[Rows of box annotation data]

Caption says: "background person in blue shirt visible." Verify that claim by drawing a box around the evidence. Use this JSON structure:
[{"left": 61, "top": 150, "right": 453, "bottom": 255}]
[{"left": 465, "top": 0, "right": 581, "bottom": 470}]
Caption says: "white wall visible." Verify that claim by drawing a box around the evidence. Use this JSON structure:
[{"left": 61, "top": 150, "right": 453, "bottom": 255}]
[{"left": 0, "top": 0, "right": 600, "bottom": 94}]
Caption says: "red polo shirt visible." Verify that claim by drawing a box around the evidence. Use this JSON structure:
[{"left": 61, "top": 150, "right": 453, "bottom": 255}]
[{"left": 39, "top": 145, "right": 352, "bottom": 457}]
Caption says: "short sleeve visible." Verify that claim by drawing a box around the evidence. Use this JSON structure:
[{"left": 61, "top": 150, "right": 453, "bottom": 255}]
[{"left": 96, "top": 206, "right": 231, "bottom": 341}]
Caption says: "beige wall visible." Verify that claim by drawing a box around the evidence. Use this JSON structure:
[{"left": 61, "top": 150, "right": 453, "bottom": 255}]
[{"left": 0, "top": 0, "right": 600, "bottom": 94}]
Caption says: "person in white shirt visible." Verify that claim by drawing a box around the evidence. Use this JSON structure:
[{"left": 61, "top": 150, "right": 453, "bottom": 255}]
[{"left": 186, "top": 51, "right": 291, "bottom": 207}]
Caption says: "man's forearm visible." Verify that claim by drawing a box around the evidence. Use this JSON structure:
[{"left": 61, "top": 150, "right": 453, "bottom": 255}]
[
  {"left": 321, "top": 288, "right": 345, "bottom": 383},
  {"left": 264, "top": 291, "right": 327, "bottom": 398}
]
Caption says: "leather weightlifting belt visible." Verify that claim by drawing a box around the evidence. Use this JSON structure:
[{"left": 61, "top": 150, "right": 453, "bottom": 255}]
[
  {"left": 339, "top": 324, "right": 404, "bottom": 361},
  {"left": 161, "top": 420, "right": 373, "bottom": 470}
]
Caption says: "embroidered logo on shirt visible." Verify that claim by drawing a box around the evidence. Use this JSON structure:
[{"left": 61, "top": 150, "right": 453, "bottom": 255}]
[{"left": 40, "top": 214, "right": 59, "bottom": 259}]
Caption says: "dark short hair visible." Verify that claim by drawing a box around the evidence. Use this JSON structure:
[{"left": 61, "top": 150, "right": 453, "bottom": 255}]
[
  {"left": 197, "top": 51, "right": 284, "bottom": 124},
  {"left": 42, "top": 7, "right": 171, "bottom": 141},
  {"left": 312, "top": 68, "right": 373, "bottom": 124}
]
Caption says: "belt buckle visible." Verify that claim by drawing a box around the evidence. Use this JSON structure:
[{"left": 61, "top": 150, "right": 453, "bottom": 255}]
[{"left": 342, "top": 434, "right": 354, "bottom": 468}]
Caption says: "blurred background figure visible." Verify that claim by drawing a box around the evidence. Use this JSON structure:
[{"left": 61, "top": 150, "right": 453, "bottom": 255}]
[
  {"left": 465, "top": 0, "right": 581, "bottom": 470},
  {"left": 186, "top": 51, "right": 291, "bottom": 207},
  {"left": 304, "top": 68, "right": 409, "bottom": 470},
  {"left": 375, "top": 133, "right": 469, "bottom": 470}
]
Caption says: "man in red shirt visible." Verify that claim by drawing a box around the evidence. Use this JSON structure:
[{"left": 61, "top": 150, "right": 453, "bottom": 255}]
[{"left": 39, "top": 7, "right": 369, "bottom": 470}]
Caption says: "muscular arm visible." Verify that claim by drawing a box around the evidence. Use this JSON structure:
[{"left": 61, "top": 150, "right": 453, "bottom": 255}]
--
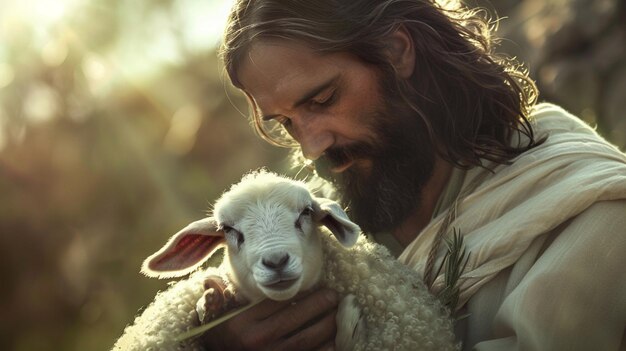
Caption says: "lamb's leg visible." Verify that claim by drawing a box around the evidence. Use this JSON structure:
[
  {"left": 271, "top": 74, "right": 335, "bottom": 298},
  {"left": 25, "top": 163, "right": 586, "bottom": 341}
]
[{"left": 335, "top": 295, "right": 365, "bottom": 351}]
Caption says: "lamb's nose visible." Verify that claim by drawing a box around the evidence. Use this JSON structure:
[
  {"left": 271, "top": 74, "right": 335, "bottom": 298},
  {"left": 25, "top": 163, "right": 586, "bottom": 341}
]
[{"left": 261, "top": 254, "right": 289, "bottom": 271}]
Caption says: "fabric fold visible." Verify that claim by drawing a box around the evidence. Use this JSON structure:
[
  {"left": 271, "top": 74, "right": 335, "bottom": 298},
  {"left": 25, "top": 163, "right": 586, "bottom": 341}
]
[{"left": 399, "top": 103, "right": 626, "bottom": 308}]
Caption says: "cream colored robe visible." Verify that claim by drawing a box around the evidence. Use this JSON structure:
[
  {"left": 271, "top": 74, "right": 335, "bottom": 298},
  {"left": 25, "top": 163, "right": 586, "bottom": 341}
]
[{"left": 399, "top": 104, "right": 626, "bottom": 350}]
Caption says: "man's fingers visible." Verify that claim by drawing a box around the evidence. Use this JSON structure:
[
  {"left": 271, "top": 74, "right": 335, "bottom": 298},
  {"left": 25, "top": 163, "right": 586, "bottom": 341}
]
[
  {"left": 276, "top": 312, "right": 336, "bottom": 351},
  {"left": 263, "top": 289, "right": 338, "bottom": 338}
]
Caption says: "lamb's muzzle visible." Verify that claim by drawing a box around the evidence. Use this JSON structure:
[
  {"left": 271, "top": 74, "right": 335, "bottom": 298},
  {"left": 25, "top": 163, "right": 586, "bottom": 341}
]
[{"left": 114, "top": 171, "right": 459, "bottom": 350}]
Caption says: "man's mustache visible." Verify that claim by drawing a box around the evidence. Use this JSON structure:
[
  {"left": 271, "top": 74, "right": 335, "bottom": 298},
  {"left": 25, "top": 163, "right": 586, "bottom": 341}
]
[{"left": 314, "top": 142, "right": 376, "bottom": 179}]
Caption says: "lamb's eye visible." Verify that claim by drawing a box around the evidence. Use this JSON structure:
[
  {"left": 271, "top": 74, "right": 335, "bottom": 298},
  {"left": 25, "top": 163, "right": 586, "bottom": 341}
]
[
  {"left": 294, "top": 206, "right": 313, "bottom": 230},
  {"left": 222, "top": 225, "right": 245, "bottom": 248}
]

EXERCISE AIM> Identify every line of the listing that holds the word "short" and copy each one out in full.

THE COMPLETED TASK>
Caption says: "short sleeve visible." Verify that claim by drawing a box around the evidence. Use this JSON structure:
Caption says: "dark short hair visible." Verify that claim by drawing a box around the evidence. Use this JSON structure:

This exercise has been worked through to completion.